> [Exercise inputs]
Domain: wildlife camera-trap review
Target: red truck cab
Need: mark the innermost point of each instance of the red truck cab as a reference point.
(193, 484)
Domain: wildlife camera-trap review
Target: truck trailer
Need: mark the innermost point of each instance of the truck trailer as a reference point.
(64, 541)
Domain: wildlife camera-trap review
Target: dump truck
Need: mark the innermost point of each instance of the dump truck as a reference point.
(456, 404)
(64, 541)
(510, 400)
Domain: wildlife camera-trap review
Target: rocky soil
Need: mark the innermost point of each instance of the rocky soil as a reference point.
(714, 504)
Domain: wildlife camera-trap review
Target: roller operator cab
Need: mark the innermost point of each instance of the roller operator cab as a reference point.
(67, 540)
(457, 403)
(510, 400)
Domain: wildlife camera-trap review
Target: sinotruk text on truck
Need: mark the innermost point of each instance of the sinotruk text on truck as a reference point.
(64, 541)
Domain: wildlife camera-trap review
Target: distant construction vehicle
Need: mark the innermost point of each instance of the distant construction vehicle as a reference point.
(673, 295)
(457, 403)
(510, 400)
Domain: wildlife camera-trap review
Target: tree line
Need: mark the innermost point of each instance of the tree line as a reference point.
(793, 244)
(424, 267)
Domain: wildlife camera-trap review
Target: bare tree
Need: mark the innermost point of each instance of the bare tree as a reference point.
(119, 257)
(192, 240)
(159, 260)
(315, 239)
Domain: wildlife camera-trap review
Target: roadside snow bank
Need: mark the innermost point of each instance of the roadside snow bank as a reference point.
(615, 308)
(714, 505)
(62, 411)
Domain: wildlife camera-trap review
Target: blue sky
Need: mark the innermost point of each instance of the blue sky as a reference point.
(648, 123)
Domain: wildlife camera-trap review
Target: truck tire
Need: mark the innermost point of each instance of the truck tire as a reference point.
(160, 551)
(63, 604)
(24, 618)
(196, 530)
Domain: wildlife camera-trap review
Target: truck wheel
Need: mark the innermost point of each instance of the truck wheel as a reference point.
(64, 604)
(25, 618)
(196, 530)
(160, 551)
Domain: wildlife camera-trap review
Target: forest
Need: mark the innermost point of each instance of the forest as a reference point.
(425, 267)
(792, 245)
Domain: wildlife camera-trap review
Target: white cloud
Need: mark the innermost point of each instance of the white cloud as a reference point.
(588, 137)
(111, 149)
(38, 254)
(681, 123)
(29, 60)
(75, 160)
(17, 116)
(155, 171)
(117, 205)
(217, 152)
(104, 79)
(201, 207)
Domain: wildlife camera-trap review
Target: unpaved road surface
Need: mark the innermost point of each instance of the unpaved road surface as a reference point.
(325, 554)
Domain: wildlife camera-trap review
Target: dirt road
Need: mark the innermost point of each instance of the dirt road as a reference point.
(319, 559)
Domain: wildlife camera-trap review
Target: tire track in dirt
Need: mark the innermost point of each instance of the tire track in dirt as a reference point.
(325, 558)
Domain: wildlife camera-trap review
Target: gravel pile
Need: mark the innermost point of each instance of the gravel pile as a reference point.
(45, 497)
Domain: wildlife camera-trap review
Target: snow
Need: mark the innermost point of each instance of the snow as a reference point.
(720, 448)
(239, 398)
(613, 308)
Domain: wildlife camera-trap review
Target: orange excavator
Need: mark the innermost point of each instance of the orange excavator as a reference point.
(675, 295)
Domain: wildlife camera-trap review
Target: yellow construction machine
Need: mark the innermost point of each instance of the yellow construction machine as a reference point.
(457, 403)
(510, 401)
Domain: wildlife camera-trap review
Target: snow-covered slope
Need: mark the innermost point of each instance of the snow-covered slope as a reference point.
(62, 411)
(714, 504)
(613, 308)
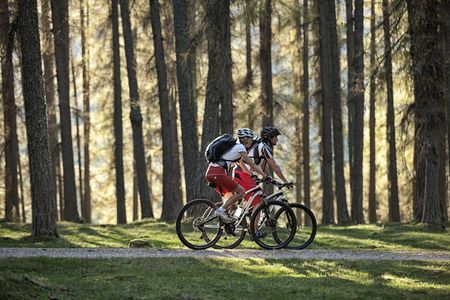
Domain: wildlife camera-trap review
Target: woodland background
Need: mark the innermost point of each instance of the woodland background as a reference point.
(344, 82)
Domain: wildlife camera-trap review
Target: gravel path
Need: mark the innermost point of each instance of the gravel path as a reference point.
(235, 253)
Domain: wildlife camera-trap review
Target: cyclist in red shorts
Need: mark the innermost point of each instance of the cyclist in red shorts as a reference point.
(217, 175)
(242, 174)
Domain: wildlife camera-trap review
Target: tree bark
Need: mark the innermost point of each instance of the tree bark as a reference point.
(265, 56)
(325, 75)
(49, 80)
(135, 114)
(350, 81)
(372, 100)
(429, 106)
(218, 84)
(185, 55)
(445, 23)
(22, 197)
(224, 43)
(118, 129)
(86, 199)
(305, 108)
(77, 136)
(12, 212)
(44, 212)
(171, 203)
(60, 16)
(394, 210)
(338, 140)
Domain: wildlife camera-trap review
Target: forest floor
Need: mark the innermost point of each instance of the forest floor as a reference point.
(421, 255)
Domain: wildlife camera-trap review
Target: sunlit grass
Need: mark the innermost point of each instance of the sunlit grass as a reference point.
(162, 235)
(190, 278)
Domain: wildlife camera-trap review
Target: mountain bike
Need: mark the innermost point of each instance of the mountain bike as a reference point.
(306, 221)
(198, 227)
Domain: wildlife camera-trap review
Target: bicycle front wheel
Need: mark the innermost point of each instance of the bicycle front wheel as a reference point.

> [Exercise] Show all lines in the entries above where the word "bicycle" appears.

> [Written response]
Target: bicycle front wheel
Need: mark the innermost point of each instance of the bicycle front wheel as a reference point.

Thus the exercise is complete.